## [Task statement]
Exactly and only the lines from the one containing "of the leaf" through the close of the entries below are to be set down.

## [Input for this task]
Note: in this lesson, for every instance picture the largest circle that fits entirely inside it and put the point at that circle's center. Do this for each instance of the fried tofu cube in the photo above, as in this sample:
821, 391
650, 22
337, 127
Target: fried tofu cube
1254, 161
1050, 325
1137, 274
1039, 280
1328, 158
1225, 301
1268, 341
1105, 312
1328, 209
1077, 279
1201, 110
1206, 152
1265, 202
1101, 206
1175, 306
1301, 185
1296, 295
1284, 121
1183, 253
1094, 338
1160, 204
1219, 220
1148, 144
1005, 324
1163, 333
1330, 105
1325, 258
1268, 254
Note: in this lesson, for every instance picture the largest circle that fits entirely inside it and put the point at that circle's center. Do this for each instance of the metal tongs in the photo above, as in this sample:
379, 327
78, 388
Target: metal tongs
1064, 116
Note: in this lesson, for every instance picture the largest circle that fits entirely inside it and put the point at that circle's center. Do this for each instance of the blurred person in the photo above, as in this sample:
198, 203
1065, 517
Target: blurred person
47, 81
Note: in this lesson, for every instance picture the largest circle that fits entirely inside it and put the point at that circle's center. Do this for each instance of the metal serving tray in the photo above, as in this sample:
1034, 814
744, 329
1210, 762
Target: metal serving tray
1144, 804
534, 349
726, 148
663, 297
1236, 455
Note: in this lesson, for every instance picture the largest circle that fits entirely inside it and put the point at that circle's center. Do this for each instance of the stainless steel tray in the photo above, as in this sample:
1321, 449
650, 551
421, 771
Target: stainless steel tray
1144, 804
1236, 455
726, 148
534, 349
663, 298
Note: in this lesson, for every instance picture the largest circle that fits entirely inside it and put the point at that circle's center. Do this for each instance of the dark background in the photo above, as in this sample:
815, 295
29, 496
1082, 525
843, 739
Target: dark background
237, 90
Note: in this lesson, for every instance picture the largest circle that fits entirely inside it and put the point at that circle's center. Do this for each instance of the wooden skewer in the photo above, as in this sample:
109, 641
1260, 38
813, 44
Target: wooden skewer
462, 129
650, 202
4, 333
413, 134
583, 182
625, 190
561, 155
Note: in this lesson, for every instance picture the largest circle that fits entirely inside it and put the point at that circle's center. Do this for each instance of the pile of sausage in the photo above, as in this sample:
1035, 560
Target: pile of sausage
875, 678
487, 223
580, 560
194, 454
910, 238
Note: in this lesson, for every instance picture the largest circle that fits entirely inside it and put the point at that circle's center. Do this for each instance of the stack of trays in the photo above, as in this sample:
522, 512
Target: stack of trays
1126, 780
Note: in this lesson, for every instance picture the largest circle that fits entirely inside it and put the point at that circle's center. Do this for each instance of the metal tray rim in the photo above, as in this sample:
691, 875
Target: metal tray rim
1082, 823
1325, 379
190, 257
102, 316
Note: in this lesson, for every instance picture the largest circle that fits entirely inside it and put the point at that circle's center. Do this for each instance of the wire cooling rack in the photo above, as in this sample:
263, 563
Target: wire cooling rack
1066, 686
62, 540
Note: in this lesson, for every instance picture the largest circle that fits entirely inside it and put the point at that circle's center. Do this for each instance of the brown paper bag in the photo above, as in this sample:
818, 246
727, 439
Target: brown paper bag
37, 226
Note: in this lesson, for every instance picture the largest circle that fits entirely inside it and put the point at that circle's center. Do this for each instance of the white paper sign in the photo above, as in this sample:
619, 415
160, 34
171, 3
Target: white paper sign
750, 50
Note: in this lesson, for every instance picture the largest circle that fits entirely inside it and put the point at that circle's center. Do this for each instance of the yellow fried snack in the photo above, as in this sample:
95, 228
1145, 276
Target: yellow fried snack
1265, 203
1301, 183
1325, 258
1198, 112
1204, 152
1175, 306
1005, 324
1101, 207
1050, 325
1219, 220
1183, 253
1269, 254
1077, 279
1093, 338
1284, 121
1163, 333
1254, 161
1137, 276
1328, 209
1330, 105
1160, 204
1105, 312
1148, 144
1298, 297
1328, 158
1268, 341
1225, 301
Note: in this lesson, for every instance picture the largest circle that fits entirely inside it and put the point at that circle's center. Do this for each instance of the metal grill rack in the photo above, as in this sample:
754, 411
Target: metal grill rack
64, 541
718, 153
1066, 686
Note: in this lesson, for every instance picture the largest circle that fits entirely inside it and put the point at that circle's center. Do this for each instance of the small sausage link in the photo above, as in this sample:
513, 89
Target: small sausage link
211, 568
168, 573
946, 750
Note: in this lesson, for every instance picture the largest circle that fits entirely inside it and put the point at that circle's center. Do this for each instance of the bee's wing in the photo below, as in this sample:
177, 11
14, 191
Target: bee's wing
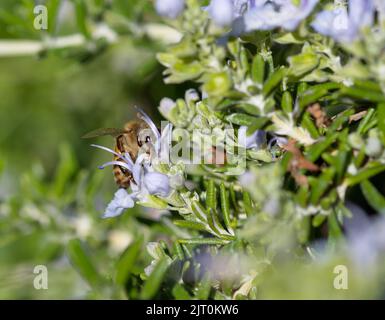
104, 132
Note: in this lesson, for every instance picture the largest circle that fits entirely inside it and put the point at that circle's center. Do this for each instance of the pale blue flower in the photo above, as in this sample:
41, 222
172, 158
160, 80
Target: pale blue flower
342, 25
169, 8
267, 15
256, 140
222, 12
121, 201
157, 184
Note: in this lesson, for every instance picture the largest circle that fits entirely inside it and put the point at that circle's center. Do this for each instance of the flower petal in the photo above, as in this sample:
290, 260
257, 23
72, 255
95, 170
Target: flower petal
121, 201
157, 183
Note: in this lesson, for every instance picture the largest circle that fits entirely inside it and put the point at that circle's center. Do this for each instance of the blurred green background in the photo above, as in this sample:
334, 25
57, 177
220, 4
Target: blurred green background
51, 192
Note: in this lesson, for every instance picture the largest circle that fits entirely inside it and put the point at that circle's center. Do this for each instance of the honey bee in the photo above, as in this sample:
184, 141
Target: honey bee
136, 135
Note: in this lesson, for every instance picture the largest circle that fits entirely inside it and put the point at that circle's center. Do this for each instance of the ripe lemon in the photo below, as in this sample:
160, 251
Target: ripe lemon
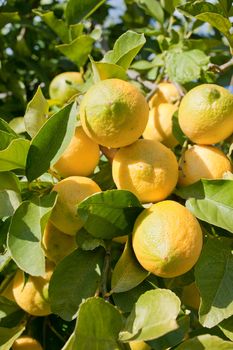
57, 244
32, 295
191, 296
80, 157
114, 113
202, 162
159, 126
167, 239
71, 191
166, 93
139, 345
63, 86
147, 168
26, 343
206, 114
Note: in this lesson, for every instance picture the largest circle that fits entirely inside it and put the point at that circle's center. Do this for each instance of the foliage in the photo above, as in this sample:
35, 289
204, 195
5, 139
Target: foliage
99, 294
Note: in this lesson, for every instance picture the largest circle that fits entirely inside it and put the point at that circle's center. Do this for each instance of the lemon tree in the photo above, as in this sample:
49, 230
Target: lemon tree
116, 184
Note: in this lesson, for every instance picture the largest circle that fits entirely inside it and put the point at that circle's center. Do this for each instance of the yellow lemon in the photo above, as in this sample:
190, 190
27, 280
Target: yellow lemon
147, 168
32, 295
57, 244
202, 162
26, 343
63, 86
206, 114
114, 113
166, 93
71, 191
167, 239
159, 126
80, 157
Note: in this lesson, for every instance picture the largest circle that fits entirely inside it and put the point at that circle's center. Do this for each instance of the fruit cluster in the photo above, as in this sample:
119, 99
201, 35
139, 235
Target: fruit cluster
167, 238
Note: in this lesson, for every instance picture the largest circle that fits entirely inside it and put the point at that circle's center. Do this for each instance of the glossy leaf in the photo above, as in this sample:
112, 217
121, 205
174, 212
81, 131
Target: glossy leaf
9, 202
214, 279
57, 25
128, 273
104, 70
153, 316
36, 113
125, 49
205, 342
110, 214
183, 67
214, 204
101, 330
75, 278
78, 50
51, 141
24, 239
76, 10
226, 327
15, 155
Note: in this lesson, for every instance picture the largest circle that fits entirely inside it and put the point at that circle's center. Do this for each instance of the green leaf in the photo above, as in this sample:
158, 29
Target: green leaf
51, 141
126, 47
9, 181
98, 325
226, 327
15, 155
24, 239
87, 242
214, 279
9, 202
207, 12
77, 10
176, 130
36, 113
75, 278
9, 335
75, 30
110, 214
174, 337
183, 67
8, 17
205, 342
78, 50
104, 70
17, 124
153, 8
4, 126
215, 206
154, 315
57, 25
128, 273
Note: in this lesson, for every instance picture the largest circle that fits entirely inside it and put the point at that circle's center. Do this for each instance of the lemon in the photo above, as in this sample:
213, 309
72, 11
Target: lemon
32, 295
26, 343
80, 157
147, 168
202, 162
166, 93
71, 191
57, 244
63, 86
167, 239
159, 126
206, 114
114, 113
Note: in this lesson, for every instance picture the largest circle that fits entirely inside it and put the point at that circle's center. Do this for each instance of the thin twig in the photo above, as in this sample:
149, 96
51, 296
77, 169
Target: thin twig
104, 279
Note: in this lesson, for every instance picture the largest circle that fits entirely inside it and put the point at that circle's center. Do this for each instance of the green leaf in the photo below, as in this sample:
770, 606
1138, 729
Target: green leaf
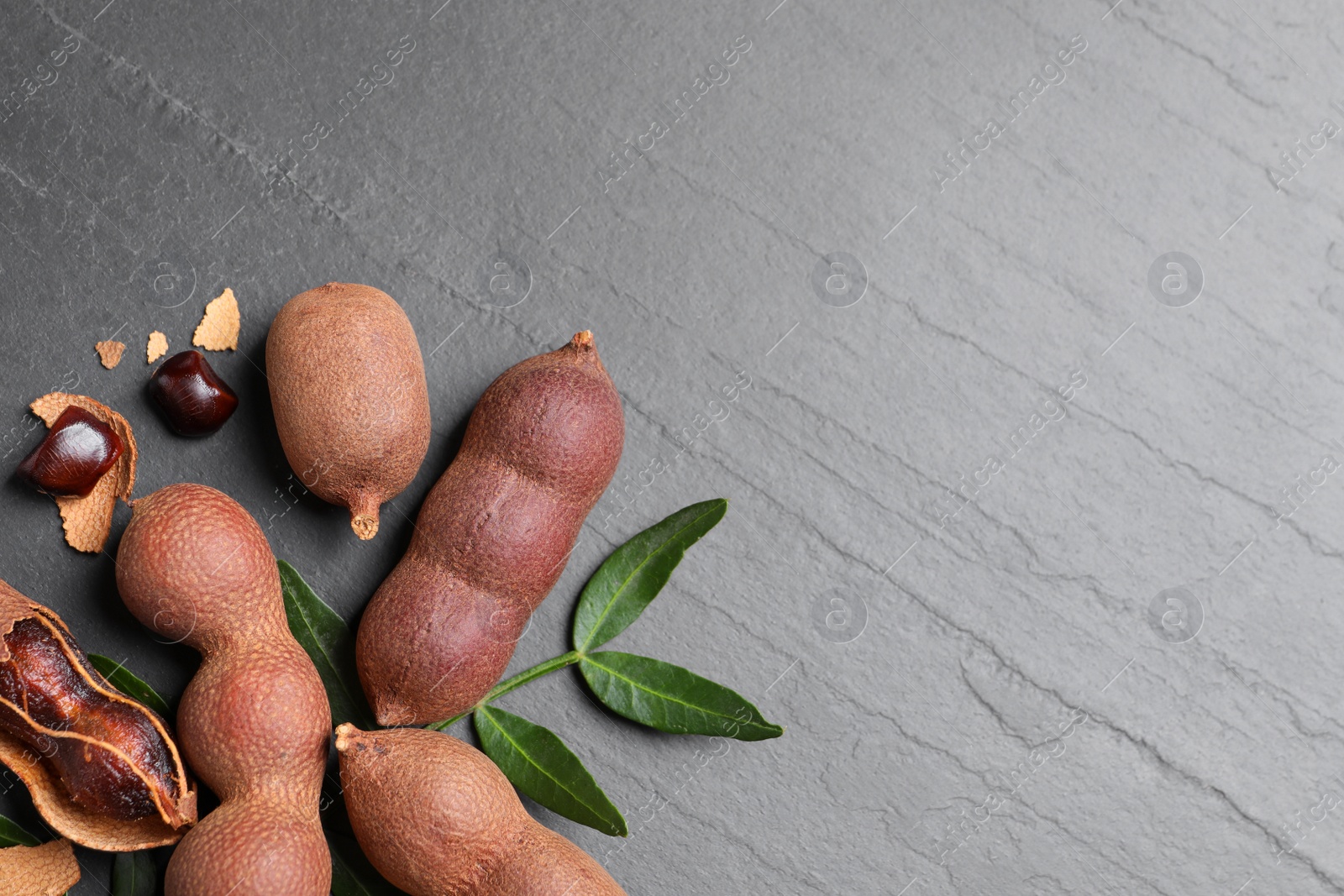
134, 875
546, 770
672, 699
633, 575
541, 766
11, 835
331, 647
128, 683
353, 873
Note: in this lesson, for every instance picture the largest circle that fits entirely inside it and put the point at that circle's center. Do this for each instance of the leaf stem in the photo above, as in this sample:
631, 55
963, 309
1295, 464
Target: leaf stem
517, 681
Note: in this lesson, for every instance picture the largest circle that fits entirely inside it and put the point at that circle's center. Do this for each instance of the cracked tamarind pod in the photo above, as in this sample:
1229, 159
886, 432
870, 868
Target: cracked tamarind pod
47, 869
101, 768
255, 721
492, 537
436, 815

## [Reply]
Note: in this lesson, for every instance picture the largest circle that fits entirely inside it and put the point at that circle's center. Do this for each instance of the leaf stem in the photo above, as in this sample:
631, 55
963, 309
1295, 464
Target: leaf stem
517, 681
Note: in this lesson, for every instance picture the largest circle that fits entirely inside it and put the point at that circle's center. Do this for each instance of the cracked tamarind pod in the photo above, as in this sample:
1229, 159
886, 432
870, 868
Target: cracked tamarind pod
47, 869
101, 768
255, 721
492, 537
436, 815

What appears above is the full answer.